▶ Task prompt
Render the lines as a numbered list, starting at the line that contains "475, row 1051." and running through the line that contains "column 1098, row 637", both included, with blank lines omitted. Leave the pictures out of the answer.

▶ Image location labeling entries
★ ★ ★ ★ ★

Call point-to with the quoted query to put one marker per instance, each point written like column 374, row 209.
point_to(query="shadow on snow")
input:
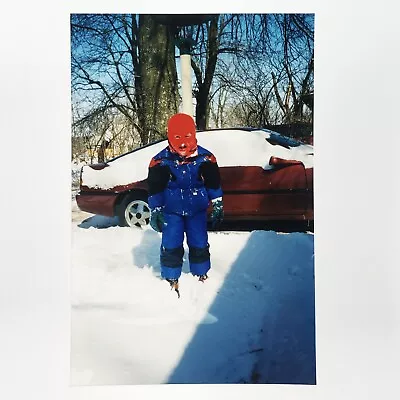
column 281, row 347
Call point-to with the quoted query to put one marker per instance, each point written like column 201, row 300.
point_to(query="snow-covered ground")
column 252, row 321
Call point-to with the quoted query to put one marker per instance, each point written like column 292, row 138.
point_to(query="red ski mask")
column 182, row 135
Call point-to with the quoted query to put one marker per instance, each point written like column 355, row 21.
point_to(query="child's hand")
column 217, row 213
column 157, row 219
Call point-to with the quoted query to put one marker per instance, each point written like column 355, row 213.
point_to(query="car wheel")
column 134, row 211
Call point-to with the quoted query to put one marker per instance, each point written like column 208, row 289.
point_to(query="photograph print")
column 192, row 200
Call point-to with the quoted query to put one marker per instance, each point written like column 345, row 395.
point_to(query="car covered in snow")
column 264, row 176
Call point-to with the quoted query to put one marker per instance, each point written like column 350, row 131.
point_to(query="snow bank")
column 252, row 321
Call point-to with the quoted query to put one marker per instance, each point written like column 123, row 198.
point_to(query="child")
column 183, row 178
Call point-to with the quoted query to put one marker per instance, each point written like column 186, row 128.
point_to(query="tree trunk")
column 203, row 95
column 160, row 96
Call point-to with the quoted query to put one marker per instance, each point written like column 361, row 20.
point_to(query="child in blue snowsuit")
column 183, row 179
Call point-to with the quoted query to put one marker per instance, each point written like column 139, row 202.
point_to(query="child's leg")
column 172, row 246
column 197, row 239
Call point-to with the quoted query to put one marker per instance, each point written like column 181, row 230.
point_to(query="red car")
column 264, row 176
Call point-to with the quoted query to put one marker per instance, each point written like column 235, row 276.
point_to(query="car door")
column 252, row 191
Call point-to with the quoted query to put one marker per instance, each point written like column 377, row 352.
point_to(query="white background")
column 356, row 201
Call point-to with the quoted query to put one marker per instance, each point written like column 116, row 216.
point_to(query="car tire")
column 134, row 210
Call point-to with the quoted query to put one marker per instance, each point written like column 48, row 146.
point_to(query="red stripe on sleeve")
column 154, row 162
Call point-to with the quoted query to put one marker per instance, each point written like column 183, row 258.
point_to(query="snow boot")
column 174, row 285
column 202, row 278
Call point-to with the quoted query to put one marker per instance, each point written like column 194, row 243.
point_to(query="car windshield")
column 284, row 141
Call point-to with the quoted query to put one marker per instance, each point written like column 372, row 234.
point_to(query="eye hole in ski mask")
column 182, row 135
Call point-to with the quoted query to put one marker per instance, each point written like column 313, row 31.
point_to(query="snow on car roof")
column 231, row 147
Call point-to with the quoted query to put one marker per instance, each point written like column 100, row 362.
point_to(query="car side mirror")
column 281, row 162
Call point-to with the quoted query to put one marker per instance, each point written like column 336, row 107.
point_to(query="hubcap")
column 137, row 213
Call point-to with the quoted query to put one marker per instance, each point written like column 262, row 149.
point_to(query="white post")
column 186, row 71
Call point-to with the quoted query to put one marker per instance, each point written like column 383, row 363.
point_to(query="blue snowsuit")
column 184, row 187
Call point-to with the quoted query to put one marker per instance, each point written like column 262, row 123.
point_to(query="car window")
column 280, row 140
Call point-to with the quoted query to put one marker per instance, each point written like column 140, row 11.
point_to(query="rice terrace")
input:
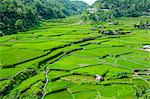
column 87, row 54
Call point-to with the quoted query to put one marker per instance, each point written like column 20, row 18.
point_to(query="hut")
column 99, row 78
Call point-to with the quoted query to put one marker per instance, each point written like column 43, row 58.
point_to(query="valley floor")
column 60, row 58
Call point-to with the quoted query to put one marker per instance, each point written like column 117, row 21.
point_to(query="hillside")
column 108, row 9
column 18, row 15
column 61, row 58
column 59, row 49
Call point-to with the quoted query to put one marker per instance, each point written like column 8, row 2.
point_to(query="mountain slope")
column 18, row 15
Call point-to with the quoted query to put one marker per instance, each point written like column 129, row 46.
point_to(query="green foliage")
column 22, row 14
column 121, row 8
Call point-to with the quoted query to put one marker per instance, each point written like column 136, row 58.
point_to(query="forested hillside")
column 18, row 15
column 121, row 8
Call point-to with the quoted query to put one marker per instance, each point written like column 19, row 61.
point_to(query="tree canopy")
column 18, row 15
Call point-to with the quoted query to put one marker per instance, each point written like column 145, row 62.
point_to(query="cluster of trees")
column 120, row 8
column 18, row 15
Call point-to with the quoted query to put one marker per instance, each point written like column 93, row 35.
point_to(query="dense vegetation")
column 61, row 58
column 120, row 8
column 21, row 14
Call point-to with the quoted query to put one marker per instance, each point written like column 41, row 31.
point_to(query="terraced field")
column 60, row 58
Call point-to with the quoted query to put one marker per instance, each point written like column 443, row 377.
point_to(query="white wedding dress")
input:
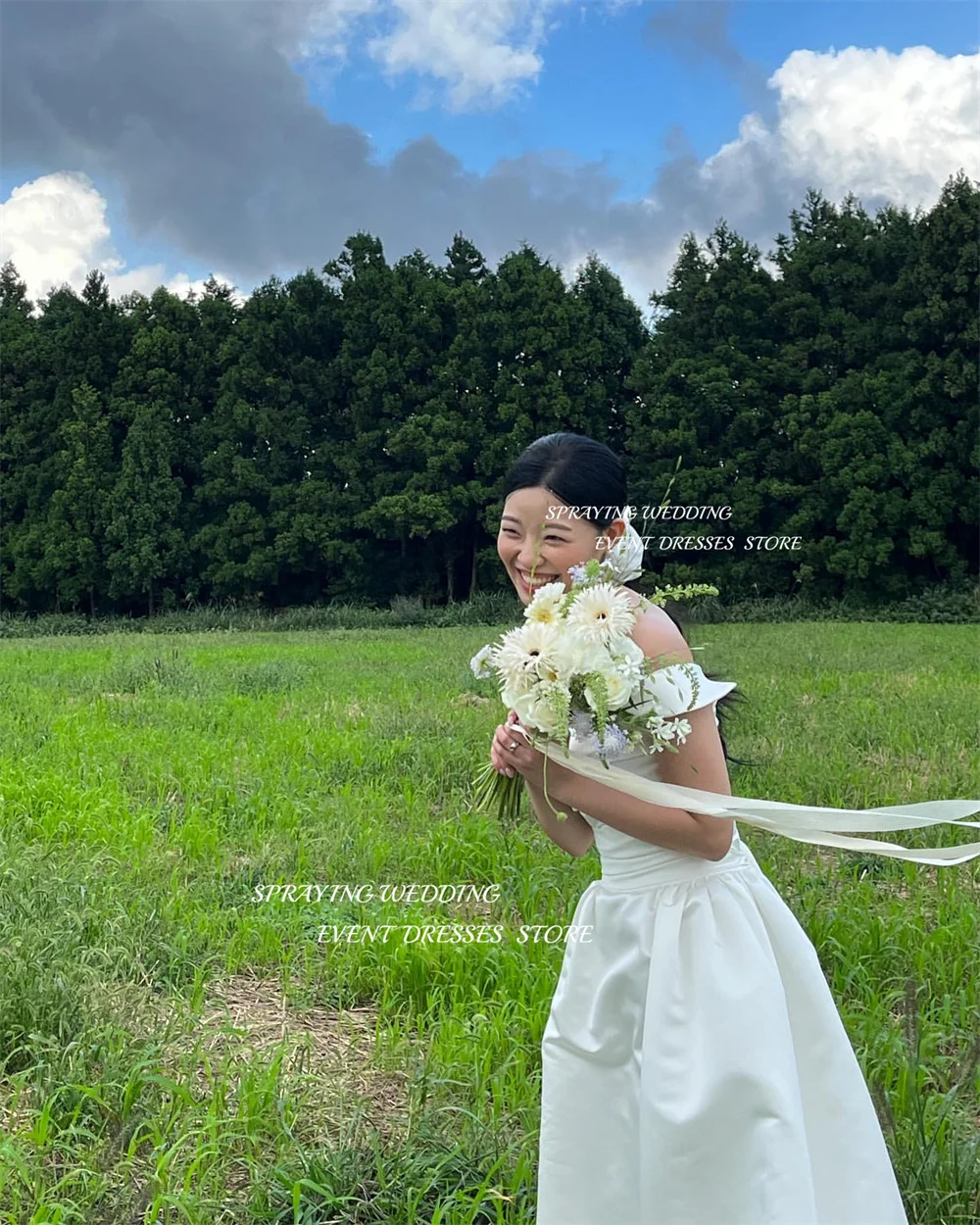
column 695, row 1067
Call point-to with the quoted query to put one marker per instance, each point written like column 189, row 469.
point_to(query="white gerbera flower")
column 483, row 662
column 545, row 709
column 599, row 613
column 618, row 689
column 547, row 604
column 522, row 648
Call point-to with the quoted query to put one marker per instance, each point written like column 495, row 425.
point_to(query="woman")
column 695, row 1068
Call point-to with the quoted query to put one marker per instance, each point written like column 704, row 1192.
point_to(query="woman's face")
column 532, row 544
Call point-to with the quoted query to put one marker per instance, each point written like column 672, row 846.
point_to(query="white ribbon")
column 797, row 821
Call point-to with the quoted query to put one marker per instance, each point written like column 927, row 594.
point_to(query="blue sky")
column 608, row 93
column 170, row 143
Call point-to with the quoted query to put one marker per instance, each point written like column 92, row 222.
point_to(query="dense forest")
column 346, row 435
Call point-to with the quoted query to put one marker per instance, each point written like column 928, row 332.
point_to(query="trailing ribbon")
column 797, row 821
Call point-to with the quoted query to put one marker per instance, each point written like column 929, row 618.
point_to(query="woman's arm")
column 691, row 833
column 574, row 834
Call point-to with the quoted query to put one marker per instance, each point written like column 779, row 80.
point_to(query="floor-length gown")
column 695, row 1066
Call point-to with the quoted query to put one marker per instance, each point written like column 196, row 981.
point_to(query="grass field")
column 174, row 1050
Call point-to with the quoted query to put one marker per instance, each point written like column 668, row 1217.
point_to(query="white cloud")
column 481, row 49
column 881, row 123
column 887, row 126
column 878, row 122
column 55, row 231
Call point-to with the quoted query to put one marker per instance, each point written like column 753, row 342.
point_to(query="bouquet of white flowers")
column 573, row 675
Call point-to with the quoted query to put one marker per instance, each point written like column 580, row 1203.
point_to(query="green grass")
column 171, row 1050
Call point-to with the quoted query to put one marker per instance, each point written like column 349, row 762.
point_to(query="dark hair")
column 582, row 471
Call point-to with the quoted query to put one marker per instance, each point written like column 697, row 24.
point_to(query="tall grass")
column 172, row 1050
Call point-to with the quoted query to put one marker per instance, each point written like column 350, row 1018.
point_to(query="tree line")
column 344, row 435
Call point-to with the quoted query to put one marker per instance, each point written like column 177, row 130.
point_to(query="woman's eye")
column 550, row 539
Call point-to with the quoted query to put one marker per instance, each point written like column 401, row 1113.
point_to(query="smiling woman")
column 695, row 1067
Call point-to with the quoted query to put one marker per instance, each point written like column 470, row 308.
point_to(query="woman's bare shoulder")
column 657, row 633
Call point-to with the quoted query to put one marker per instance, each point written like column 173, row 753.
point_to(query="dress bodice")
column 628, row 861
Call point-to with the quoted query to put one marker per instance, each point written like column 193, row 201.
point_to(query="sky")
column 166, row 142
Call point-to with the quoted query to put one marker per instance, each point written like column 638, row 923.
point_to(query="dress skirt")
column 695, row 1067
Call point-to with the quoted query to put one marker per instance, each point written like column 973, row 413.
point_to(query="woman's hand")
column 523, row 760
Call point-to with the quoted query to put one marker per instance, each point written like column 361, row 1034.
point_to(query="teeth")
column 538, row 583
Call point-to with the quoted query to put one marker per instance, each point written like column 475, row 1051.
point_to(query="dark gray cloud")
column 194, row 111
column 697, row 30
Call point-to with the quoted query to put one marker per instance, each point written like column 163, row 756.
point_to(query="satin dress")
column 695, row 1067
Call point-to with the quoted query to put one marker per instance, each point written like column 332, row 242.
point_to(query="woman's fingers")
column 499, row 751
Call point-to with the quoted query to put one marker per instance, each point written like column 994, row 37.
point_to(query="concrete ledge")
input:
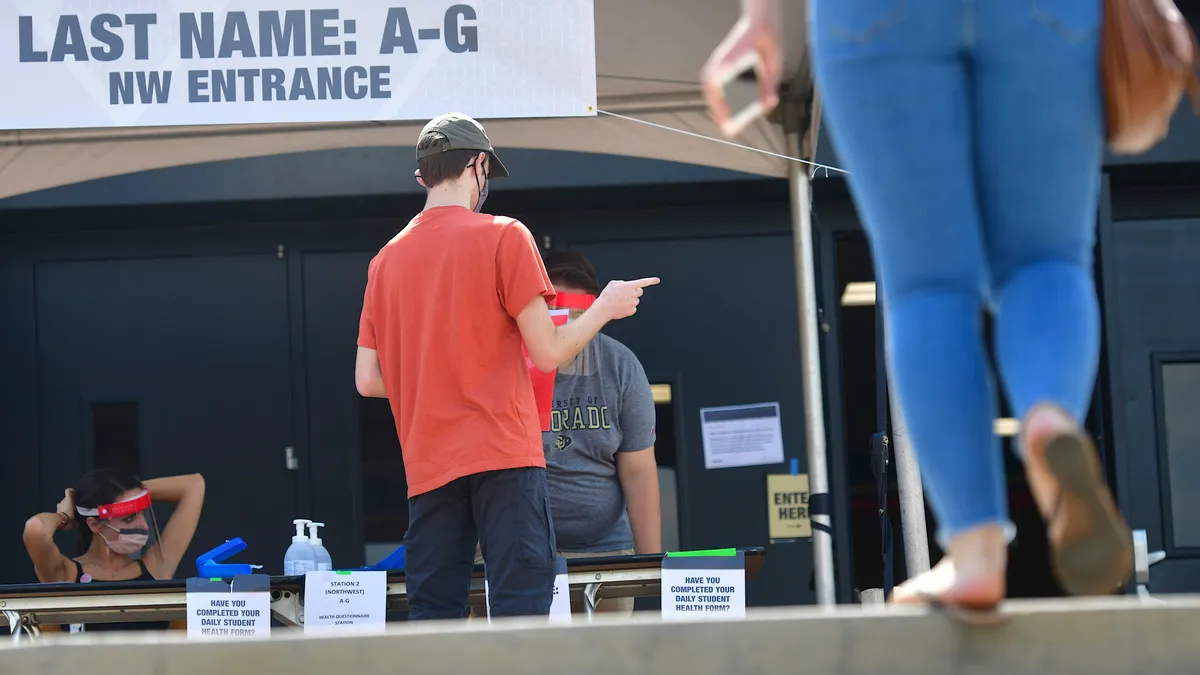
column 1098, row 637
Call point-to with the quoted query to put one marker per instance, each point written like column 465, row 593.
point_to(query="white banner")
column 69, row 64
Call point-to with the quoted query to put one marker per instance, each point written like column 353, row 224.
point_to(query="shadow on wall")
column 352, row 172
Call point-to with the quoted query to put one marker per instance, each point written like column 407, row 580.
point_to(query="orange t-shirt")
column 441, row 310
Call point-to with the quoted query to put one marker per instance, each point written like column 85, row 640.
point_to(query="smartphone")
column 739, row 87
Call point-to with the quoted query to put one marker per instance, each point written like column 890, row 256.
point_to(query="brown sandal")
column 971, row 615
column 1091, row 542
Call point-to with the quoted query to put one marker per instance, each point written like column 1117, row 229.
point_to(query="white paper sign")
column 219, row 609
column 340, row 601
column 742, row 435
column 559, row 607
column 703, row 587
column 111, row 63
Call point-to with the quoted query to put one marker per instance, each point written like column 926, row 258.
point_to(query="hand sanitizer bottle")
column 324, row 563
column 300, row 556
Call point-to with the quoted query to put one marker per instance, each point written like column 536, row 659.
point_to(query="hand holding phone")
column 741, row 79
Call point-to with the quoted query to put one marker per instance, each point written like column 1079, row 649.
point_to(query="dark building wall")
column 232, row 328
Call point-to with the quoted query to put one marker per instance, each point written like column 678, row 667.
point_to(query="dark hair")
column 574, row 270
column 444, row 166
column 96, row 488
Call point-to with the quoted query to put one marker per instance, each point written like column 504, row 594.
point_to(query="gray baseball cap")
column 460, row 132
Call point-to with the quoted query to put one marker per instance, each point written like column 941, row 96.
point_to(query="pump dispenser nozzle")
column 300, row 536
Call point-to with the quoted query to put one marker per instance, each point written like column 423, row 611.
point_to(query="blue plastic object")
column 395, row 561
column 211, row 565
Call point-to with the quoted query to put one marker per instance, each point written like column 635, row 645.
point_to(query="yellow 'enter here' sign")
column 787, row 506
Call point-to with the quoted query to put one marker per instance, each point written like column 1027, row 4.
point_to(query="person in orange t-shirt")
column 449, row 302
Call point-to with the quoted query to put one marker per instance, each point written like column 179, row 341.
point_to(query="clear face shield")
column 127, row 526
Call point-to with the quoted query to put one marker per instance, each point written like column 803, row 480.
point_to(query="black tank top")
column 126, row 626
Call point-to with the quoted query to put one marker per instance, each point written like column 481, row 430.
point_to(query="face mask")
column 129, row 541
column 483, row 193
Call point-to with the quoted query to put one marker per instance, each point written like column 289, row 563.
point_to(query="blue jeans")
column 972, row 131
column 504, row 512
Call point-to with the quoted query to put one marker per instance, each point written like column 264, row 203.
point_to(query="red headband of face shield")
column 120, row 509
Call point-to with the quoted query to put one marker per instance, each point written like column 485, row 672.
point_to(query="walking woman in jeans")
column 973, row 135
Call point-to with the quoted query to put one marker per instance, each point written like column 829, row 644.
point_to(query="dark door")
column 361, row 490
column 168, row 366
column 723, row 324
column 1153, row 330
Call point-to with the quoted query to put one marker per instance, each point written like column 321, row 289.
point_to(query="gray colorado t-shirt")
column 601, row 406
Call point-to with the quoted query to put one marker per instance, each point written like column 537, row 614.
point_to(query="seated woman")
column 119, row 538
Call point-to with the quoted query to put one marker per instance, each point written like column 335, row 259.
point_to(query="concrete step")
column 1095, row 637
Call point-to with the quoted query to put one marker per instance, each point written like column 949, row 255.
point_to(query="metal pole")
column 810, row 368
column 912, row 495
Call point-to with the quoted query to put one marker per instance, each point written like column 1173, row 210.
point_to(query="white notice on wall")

★ ★ ★ ★ ★

▶ Solution to this task
1. Call point-to with the quoted query to put one marker per instance, each point written like column 475, row 1051.
2. point_to(query="dark gray cloud")
3. column 194, row 111
4. column 697, row 30
5. Call point-to with the quoted query to put one marker per instance, each point written like column 163, row 756.
6. point_to(query="satin dress")
7. column 695, row 1067
8. Call point-to with the quoted query to put one marker per instance, each point written like column 332, row 242.
9. point_to(query="woman's fingers")
10. column 499, row 751
11. Call point-to with the quoted query to put one marker per instance, each point written like column 994, row 37.
12. point_to(query="concrete ledge")
13. input:
14. column 1098, row 637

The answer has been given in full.